Fig. 3 Validation of IDTs of ethylene/air mixture for the skeletal mechanism under the wide temperature, pressures of 1, 4 atm and different equivalence ratios. Symbols are experimental data;³⁴ solid lines are predictions using the skeletal mechanism; dashed lines are predictions using NUIGMech1.2.

Although the diffusion process is one or more orders of magnitude slower than the fluid-dynamic time scales at high speed situation, the residence time can be distinctly longer in recirculation zone (Ma ≈ 0) formed by flameholder, hence the accurate prediction of LFSs becomes significant for the skeletal mechanism.⁴ Fig. 4 displays the simulation results of LFSs of the skeletal and the detailed mechanism for ethylene/air mixtures under various equivalence ratios. Under the conditions of 298 K with initial pressures of 1 and 2 atm, the skeletal mechanism gives slightly larger simulation results than those of detailed mechanism. As shown in Fig. 4(b), the skeletal mechanism improves the insufficient prediction of the detailed mechanism under the conditions of 1 atm with initial temperatures of 298, 360 and 470 K, and the corresponding results are more in line with experimental data. Overall, the skeletal mechanism captures the pressure and temperature effect under the tested conditions.

Fig. 4 Validation of LFSs of ethylene/air mixture of various equivalence ratios at different initial pressures and temperatures. Symbols are experimental data;^98–103 solid lines are predictions using the skeletal mechanism; dashed lines are predictions using NUIGMech1.2.

The SCPs obtained in a jet-stirred reactor (JSR) characterize the evolution process on the consumption and production of interested species under operating conditions. Jallais et al. conducted JSR experiments on the oxidation of ethylene under various conditions (T = 773–900 K, p = 1.0 atm, and Φ = 3, 5, and 10).¹⁰⁴ The initial mole fraction is 0.05 for ethylene diluted by N₂, and the residence time is 1.3 s. The simulated concentration profiles of fuel (C₂H₄), and major products (CO, CO₂) against experimental data in ethylene oxidation at different equivalence ratios are shown in Fig. 5. From the comparison results, the conclusion can be safely drawn that the skeletal mechanism presents good prediction for fuel consumption and major products generation in ethylene oxidation process.

Fig. 5 Validation of SCPs of fuel and major products for C₂H₄/O₂/N₂ mixtures of different equivalence ratios at the pressure of 1.0 atm and temperature range of 773–900 K. Symbols are experimental data;¹⁰⁴ solid lines are predictions using the skeletal mechanism; dashed lines are predictions using NUIGMech1.2.

AFTPs are of paramount importance to characterize the stable combustion region when analysing premixed flames.^105,106 Fig. 6 shows the comparison of AFTPs at equivalence ratio rang of 0.1–4.0 under initial temperature of 1000 K and pressures of 1.0 and 4.0 atm. The initial temperature is determined by the non-reactive temperature field adjacent to the two cavities with fuel injected, and the fuel and oxidizer are respectively ethylene and the vitiated air mentioned in Table 1. The obtained AFTPs are basically indistinguishable, which verifies the reliability of the thermochemical characteristics.

━━━━━━━━━━━━━━━━━━━━

*REQUIREMENT 1*: Copy the records word for word, starting at their first line and stopping after the line that contains "[1211, 617]".
The records below are unrelated to the passage on ethylene mechanism validation.

━━━━━━━━━━━━━━━━━━━━

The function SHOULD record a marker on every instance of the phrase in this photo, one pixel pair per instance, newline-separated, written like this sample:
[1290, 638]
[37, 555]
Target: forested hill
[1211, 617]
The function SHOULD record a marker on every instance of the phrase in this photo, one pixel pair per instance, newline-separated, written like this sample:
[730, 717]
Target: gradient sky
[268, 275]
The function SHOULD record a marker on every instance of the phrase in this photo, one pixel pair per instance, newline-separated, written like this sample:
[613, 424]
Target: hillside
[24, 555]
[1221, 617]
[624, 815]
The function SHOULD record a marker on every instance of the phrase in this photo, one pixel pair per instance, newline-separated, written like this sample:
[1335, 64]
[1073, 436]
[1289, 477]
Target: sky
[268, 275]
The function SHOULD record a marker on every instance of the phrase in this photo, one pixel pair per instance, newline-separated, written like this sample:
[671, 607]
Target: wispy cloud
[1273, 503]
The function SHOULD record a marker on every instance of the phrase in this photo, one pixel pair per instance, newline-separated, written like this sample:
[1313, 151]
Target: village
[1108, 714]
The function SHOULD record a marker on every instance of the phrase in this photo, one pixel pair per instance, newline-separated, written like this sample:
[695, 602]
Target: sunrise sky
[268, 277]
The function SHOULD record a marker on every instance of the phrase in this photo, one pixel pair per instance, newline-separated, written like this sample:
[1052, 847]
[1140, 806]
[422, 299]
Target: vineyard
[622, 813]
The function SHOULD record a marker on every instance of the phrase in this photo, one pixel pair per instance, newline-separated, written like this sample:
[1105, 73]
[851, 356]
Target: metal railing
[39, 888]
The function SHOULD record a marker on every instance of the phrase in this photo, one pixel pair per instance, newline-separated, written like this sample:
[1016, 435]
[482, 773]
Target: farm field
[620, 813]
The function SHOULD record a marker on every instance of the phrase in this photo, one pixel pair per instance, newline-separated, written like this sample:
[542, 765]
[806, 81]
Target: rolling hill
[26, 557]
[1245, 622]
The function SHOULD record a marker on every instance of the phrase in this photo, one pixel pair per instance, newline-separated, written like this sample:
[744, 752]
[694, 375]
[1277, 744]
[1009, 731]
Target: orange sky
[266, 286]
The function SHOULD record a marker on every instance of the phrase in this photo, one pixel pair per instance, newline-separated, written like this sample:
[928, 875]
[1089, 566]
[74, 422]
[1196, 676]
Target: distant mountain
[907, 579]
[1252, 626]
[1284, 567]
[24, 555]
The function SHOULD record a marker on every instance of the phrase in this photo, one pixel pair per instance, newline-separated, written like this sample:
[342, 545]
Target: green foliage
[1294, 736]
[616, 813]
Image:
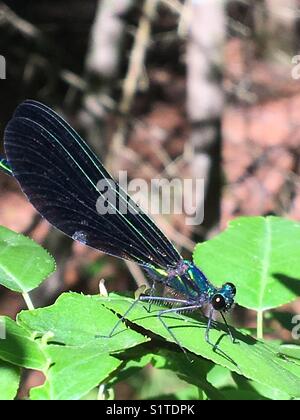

━━━━━━━━━━━━━━━━━━━━

*REQUIREMENT 2*: List the equivalence ratios at which Jallais et al. carried out their JSR experiments, as stated in the passage on ethylene mechanism validation.

*WORKED ANSWER 1*:
The function SHOULD record a marker on every instance of the phrase in this photo, one pixel pair per instance, newline-separated, written like this sample:
[1290, 638]
[37, 555]
Target: forested hill
[1211, 617]

*WORKED ANSWER 2*: 3, 5, and 10